◆ WHAT THE EXERCISE ASKS: Retype the lines below without any change, starting at the line that contains "Locate the chrome radiator" and stopping after the line that contains "x=429 y=237".

(Raw records)
_ _ _ _

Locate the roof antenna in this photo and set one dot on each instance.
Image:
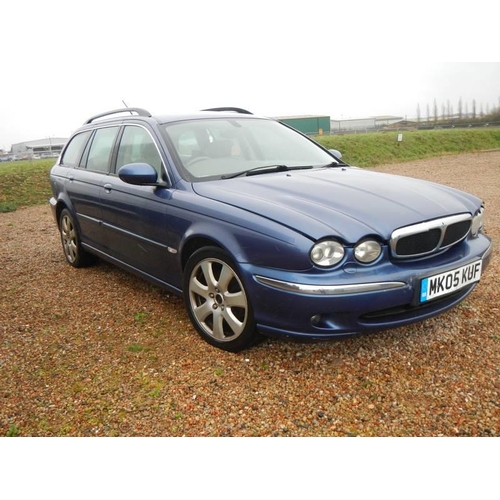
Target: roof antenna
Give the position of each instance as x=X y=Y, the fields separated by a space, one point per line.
x=126 y=106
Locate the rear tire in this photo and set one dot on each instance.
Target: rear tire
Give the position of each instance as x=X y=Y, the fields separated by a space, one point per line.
x=70 y=239
x=217 y=302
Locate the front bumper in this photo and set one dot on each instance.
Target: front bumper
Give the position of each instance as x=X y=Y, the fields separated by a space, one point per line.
x=353 y=300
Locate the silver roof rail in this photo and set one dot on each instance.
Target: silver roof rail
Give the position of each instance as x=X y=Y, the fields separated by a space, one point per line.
x=236 y=110
x=139 y=111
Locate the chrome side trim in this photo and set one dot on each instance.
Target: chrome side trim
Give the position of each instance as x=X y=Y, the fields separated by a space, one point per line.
x=424 y=227
x=330 y=289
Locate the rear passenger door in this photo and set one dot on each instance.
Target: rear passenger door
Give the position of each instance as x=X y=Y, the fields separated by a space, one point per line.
x=135 y=217
x=84 y=184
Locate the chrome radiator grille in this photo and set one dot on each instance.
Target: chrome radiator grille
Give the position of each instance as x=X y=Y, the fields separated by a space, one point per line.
x=429 y=237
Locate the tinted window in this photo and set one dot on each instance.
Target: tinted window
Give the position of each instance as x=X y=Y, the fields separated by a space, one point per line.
x=74 y=149
x=100 y=150
x=137 y=146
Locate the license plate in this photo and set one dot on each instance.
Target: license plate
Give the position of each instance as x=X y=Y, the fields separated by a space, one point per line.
x=444 y=283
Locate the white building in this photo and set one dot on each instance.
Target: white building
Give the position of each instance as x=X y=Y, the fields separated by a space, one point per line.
x=47 y=145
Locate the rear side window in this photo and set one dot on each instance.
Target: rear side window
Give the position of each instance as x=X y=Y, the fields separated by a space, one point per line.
x=100 y=150
x=74 y=149
x=137 y=146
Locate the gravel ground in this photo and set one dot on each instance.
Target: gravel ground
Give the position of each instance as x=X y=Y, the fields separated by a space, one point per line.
x=98 y=352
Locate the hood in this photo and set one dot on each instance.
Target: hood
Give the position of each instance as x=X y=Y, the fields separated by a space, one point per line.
x=349 y=203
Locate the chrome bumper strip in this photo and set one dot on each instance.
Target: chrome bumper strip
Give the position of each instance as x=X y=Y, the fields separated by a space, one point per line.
x=330 y=289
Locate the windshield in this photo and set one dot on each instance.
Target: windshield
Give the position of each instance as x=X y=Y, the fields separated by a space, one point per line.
x=221 y=147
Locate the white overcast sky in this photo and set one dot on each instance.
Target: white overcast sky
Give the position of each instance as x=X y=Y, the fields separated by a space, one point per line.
x=64 y=61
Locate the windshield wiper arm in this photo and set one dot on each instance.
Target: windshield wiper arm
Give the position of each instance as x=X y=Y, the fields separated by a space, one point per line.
x=264 y=169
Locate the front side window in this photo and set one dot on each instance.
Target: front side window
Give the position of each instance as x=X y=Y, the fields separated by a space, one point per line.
x=100 y=150
x=217 y=147
x=73 y=151
x=137 y=146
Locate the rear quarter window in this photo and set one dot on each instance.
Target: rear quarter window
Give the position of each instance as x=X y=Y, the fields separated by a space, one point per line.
x=74 y=149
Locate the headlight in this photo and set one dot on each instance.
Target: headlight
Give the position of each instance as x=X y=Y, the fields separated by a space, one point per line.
x=327 y=253
x=478 y=222
x=367 y=251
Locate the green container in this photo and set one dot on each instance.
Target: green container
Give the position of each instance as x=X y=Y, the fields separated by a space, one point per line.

_ _ _ _

◆ OUTPUT BELOW:
Locate the chrome radiator grille in this photo and set one dot on each instance.
Target: chrome radiator grille
Give the position of each instance as x=X y=Y, the fields separated by a space, one point per line.
x=429 y=237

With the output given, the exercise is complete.